WRITTEN TASK 1:
Retype the stretch of the Tesla forum thread from "## hbthink (Dec" through "shop this week.".
WRITTEN TASK 2:
In the Tesla forum thread, roughly what price is given for an ACP drive with specs similar to the Tesla drive?

TEXT EXTRACT:
I don't know what's up with ziggy, but you can find most of your Tesla questions answered here: http://en.wikipedia.org/wiki/Tesla_Roadster

A lot of the cost of the Tesla is associated with the company start up and product development and validation which DIYers don't have to endure. 

Ampster mentioned ACPropulsion Company. I think they supplied drives to Tesla for early prototypes but are not supplying production motors and controllers. You may be able to buy an ACP drive of similar specs to the Tesla drive for about $35k. And you might be able to buy or build a battery similar to the Tesla for $40k. By that time, you might as well buy the damn Tesla


----------



## hbthink (Dec 21, 2010)

Good luck finding an all aluminum body like the Model S from which to convert to ev! Its a hell of a car for under $90K and we see loads of them around Southern California they are selling quite briskly. Stopped my VW conversion to look at a silver one parked at the beach this weekend. Wish I had the $$s but the wife is happy with her Leaf which is out of the paint shop this week.

Steve


----------



## Hollie Maea (Dec 9, 2009)

(Extracted data entries)

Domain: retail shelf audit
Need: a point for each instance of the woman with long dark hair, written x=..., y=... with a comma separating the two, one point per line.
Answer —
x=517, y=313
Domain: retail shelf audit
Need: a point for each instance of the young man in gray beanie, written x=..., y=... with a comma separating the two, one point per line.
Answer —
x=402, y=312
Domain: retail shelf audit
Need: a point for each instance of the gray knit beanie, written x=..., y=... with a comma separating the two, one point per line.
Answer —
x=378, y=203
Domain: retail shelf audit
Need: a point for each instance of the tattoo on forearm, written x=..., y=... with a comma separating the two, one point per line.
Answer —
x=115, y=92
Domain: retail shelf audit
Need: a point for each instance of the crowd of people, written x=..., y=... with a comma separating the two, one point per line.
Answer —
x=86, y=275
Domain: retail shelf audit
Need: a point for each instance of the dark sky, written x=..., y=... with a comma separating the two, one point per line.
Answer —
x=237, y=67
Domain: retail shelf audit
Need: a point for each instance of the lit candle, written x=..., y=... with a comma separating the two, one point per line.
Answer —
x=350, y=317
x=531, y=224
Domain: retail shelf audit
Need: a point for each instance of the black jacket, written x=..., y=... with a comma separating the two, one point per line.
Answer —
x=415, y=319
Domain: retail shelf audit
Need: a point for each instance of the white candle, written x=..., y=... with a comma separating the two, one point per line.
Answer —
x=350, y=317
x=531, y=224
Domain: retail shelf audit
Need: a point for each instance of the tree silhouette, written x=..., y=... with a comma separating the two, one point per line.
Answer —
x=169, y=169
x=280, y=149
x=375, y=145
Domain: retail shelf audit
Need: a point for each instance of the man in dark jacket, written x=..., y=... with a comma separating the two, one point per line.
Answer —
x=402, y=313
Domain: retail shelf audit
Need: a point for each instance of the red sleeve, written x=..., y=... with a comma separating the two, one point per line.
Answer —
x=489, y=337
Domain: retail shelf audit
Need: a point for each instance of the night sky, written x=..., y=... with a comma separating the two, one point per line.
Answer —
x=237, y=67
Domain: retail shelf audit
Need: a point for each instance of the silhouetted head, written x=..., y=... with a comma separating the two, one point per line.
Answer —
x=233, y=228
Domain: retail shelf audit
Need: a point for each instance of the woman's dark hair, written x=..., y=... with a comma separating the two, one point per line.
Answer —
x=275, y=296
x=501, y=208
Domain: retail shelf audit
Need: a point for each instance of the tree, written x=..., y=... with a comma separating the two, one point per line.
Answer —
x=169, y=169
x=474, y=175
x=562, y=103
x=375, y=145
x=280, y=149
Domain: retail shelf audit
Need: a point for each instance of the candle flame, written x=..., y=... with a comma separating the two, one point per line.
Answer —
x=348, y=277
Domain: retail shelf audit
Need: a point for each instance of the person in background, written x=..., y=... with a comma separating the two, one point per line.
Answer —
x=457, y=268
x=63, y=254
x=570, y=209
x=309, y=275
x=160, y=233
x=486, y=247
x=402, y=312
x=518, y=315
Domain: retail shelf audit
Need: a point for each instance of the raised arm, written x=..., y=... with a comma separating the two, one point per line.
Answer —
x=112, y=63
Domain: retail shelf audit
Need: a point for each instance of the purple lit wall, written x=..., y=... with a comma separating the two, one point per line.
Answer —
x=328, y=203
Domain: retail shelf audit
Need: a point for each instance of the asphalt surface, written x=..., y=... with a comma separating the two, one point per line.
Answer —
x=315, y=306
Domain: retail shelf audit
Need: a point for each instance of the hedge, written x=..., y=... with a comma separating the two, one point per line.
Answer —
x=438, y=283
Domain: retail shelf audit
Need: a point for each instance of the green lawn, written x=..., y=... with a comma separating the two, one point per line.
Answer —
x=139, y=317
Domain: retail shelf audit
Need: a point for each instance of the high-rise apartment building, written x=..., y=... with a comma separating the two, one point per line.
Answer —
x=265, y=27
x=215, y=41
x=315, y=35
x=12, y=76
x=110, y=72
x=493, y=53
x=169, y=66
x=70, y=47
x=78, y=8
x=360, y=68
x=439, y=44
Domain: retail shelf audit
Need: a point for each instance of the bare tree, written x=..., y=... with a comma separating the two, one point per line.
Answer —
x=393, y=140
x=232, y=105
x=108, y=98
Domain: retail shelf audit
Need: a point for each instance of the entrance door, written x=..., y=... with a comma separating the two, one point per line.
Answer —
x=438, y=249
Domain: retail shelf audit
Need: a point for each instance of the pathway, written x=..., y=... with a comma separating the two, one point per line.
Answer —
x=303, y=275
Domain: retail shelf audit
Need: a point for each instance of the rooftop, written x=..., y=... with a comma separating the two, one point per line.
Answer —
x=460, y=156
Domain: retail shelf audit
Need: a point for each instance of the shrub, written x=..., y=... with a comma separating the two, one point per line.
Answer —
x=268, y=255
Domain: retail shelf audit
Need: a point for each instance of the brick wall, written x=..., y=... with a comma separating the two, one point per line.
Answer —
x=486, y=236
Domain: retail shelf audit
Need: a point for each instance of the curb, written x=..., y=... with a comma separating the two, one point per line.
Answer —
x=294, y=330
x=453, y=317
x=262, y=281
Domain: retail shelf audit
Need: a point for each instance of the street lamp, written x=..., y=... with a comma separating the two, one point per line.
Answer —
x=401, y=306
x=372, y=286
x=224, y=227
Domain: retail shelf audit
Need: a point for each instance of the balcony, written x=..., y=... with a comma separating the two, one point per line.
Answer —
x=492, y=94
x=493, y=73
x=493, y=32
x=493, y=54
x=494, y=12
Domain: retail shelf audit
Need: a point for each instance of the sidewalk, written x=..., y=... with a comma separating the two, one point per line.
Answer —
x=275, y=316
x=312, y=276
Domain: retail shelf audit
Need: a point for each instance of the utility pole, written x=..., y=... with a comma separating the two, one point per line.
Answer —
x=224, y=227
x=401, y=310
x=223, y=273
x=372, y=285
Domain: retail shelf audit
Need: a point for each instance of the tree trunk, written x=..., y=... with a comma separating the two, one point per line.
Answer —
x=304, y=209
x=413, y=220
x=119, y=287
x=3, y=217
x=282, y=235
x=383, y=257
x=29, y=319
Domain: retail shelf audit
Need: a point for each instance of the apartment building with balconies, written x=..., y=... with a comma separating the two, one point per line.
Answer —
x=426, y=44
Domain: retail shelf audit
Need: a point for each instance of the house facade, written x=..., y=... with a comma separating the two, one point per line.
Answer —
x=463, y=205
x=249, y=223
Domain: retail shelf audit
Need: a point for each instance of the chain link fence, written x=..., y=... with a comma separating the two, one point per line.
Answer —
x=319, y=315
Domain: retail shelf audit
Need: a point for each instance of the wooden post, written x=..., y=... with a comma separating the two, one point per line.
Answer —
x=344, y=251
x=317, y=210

EXERCISE ANSWER 1:
## hbthink (Dec 21, 2010)

Good luck finding an all aluminum body like the Model S from which to convert to ev! Its a hell of a car for under $90K and we see loads of them around Southern California they are selling quite briskly. Stopped my VW conversion to look at a silver one parked at the beach this weekend. Wish I had the $$s but the wife is happy with her Leaf which is out of the paint shop this week.

EXERCISE ANSWER 2:
About $35k.